# DATASET ENTRIES
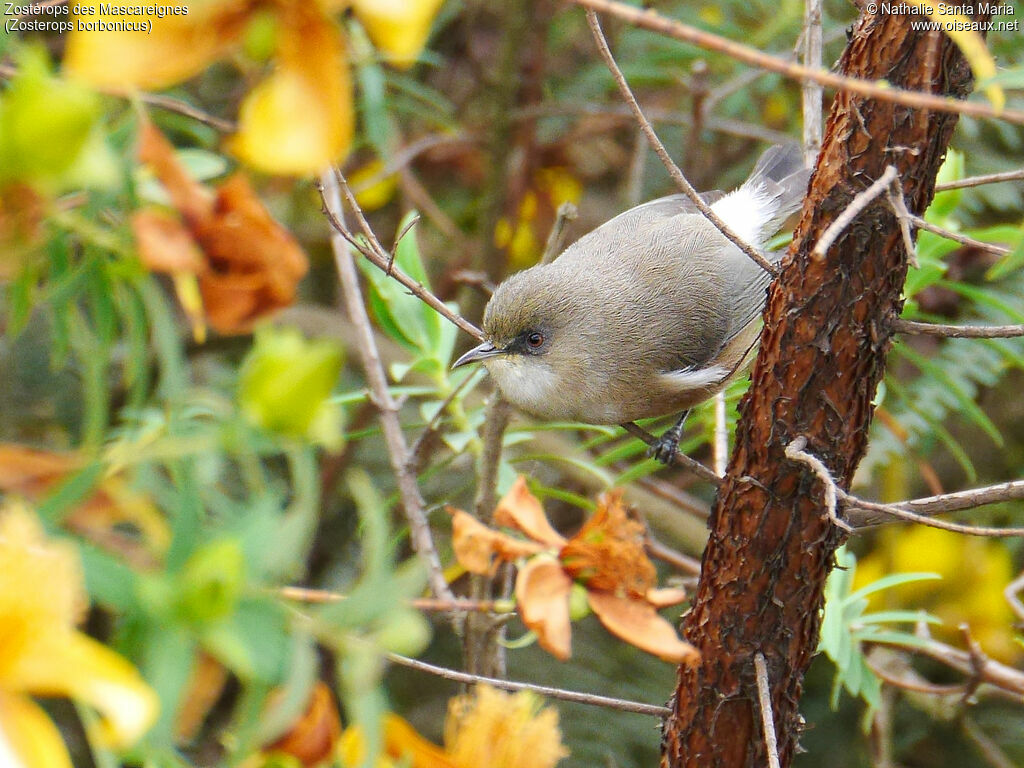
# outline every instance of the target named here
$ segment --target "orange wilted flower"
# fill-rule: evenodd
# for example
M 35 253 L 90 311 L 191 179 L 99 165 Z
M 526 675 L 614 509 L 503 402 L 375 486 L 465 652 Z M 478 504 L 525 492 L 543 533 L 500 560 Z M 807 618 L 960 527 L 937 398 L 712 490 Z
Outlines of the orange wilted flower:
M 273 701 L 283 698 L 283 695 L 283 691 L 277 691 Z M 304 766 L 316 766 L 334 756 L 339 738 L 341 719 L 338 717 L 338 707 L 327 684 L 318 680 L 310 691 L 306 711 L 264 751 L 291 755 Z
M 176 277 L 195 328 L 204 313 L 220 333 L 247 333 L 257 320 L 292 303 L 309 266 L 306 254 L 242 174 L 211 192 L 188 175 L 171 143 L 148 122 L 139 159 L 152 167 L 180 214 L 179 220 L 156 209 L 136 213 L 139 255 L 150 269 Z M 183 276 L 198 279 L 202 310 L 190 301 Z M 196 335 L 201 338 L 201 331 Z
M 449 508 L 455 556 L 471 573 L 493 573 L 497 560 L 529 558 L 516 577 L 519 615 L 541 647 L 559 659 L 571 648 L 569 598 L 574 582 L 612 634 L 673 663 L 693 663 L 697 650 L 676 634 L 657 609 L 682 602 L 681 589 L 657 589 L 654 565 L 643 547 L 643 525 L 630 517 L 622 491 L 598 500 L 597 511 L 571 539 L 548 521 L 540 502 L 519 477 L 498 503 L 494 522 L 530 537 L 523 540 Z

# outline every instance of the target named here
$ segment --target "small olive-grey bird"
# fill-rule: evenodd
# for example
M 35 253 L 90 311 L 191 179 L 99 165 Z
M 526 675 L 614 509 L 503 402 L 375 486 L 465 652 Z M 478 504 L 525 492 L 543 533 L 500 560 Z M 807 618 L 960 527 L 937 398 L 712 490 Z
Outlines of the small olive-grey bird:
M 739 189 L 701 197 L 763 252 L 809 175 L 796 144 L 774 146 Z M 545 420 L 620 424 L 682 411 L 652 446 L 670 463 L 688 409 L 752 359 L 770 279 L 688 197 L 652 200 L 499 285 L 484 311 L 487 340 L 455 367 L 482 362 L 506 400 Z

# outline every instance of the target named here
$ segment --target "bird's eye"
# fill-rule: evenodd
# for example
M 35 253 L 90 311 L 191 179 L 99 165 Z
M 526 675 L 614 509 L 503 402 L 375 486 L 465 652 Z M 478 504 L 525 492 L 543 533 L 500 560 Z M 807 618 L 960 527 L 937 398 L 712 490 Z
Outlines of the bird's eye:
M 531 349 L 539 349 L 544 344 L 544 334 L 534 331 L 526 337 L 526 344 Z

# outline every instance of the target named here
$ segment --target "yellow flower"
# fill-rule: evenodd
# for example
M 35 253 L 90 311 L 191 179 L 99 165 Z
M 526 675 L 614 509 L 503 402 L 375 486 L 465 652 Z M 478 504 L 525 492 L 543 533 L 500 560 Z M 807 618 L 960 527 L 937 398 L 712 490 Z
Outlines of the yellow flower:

--

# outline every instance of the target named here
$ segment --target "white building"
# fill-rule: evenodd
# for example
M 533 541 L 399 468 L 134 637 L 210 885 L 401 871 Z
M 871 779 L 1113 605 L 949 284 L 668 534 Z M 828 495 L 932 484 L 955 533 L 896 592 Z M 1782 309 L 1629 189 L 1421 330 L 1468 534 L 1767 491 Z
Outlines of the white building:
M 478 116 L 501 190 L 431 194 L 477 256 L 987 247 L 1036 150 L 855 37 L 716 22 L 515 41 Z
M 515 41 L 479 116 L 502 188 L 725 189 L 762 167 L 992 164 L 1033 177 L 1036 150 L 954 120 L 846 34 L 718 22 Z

--

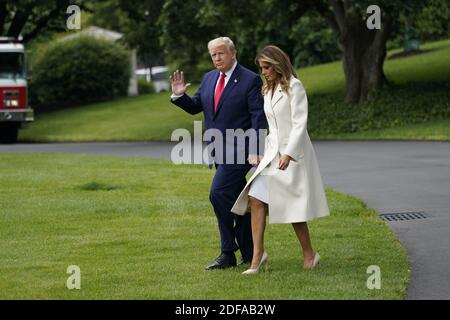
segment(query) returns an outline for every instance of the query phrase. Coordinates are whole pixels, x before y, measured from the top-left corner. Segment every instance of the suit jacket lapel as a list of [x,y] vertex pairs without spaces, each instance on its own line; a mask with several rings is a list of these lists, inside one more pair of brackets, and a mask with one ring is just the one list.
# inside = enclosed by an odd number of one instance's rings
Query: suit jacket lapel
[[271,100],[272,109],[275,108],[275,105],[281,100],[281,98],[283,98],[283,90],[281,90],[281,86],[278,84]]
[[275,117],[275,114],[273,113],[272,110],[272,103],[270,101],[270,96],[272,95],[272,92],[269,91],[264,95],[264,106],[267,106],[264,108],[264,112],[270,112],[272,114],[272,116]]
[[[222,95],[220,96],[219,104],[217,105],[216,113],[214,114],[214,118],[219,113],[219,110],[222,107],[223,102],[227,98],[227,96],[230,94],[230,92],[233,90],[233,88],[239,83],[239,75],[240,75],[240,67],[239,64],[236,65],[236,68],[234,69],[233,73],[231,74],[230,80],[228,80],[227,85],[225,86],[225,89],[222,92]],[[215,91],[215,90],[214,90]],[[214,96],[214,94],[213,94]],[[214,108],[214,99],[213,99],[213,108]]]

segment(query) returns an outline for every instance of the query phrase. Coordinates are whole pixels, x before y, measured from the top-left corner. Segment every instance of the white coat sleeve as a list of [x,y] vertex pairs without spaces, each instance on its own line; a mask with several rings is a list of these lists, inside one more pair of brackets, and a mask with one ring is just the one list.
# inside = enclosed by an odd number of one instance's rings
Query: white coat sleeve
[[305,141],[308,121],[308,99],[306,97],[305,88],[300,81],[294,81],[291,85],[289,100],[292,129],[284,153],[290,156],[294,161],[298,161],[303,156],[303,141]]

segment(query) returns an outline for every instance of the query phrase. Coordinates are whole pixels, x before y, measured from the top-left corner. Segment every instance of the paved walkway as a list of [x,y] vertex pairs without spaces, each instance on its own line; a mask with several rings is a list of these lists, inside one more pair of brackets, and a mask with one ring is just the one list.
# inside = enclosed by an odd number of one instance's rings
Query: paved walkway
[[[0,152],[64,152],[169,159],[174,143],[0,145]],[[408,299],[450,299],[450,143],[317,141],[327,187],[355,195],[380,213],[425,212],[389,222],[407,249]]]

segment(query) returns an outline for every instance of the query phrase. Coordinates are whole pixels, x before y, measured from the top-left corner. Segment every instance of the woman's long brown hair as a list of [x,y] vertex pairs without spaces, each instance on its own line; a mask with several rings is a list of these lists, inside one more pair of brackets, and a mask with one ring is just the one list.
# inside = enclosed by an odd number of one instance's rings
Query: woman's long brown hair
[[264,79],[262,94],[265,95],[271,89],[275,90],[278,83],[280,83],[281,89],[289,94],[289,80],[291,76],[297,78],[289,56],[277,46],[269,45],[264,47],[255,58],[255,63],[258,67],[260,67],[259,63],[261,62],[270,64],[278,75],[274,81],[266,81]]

# THE TASK
In the records above, locate the lines holding the word "yellow". Copy each of them.

# YOUR SOLUTION
$ segment --target "yellow flower"
Outlines of the yellow flower:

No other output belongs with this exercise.